◆ **The exercise**
Please pull out every line in the entries below that contains the word "stream", matching case exactly, and copy each of those lines in full.

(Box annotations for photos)
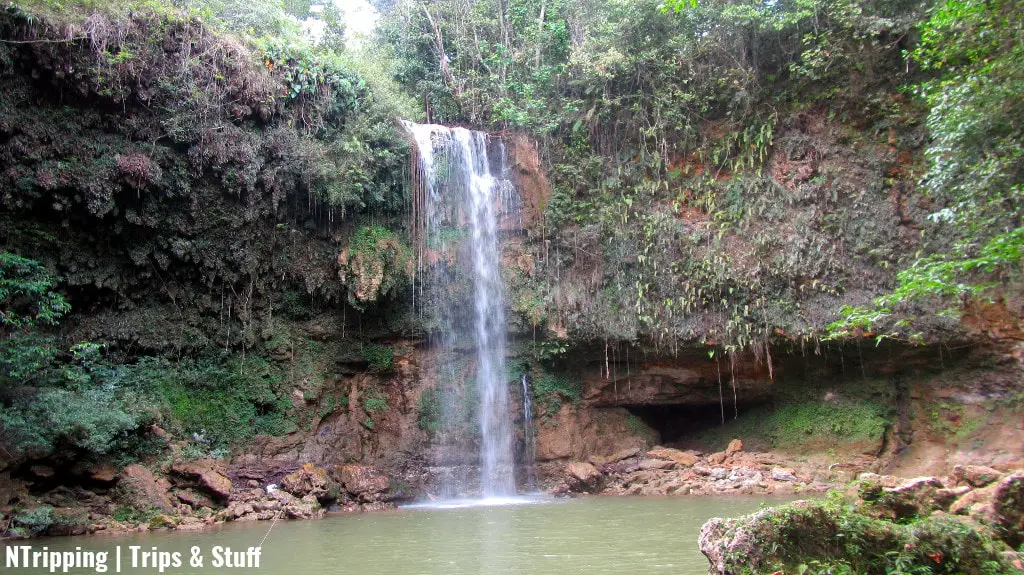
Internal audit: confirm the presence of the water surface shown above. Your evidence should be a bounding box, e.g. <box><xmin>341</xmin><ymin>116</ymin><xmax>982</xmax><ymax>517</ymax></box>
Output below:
<box><xmin>0</xmin><ymin>496</ymin><xmax>785</xmax><ymax>575</ymax></box>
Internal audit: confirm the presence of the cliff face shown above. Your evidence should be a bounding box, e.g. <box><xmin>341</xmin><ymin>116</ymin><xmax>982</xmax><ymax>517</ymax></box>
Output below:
<box><xmin>0</xmin><ymin>1</ymin><xmax>1024</xmax><ymax>536</ymax></box>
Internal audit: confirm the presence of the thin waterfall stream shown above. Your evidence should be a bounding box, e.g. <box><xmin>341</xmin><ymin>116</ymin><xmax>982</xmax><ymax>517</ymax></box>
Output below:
<box><xmin>404</xmin><ymin>122</ymin><xmax>519</xmax><ymax>497</ymax></box>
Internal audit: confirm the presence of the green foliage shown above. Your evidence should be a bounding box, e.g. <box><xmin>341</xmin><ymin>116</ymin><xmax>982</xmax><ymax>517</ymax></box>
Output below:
<box><xmin>726</xmin><ymin>492</ymin><xmax>1013</xmax><ymax>575</ymax></box>
<box><xmin>829</xmin><ymin>0</ymin><xmax>1024</xmax><ymax>339</ymax></box>
<box><xmin>0</xmin><ymin>251</ymin><xmax>71</xmax><ymax>333</ymax></box>
<box><xmin>416</xmin><ymin>388</ymin><xmax>444</xmax><ymax>438</ymax></box>
<box><xmin>142</xmin><ymin>358</ymin><xmax>294</xmax><ymax>450</ymax></box>
<box><xmin>362</xmin><ymin>392</ymin><xmax>389</xmax><ymax>415</ymax></box>
<box><xmin>701</xmin><ymin>400</ymin><xmax>889</xmax><ymax>451</ymax></box>
<box><xmin>338</xmin><ymin>226</ymin><xmax>413</xmax><ymax>310</ymax></box>
<box><xmin>362</xmin><ymin>344</ymin><xmax>394</xmax><ymax>373</ymax></box>
<box><xmin>530</xmin><ymin>370</ymin><xmax>583</xmax><ymax>418</ymax></box>
<box><xmin>111</xmin><ymin>505</ymin><xmax>160</xmax><ymax>525</ymax></box>
<box><xmin>14</xmin><ymin>505</ymin><xmax>54</xmax><ymax>535</ymax></box>
<box><xmin>381</xmin><ymin>0</ymin><xmax>920</xmax><ymax>349</ymax></box>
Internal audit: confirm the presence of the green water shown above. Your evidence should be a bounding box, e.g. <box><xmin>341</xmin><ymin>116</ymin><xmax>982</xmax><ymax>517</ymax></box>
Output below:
<box><xmin>0</xmin><ymin>497</ymin><xmax>783</xmax><ymax>575</ymax></box>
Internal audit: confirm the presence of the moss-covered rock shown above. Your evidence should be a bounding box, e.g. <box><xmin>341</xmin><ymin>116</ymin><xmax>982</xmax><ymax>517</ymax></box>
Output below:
<box><xmin>699</xmin><ymin>487</ymin><xmax>1015</xmax><ymax>575</ymax></box>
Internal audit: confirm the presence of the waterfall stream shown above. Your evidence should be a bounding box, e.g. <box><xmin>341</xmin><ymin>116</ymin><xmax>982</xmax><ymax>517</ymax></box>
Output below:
<box><xmin>404</xmin><ymin>123</ymin><xmax>519</xmax><ymax>497</ymax></box>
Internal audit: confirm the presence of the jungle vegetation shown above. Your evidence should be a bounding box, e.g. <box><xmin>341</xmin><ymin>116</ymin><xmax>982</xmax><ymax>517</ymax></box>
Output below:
<box><xmin>0</xmin><ymin>0</ymin><xmax>1024</xmax><ymax>460</ymax></box>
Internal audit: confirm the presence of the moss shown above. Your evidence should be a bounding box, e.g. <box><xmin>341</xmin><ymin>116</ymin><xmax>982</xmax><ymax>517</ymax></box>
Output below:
<box><xmin>362</xmin><ymin>344</ymin><xmax>394</xmax><ymax>372</ymax></box>
<box><xmin>700</xmin><ymin>399</ymin><xmax>890</xmax><ymax>451</ymax></box>
<box><xmin>725</xmin><ymin>492</ymin><xmax>1013</xmax><ymax>575</ymax></box>
<box><xmin>531</xmin><ymin>369</ymin><xmax>583</xmax><ymax>418</ymax></box>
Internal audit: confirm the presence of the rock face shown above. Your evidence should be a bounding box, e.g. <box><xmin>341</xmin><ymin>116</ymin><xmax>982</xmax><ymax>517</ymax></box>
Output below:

◆ **In response**
Internal audit: confirm the presence of the thin waterfall stream shown above. Your evidence should be a bounding box, e.g. <box><xmin>341</xmin><ymin>116</ymin><xmax>982</xmax><ymax>517</ymax></box>
Internal audit: confirm the presence of the waterfall stream shown above. Your evidence should be a bounding box, e.g. <box><xmin>341</xmin><ymin>116</ymin><xmax>982</xmax><ymax>517</ymax></box>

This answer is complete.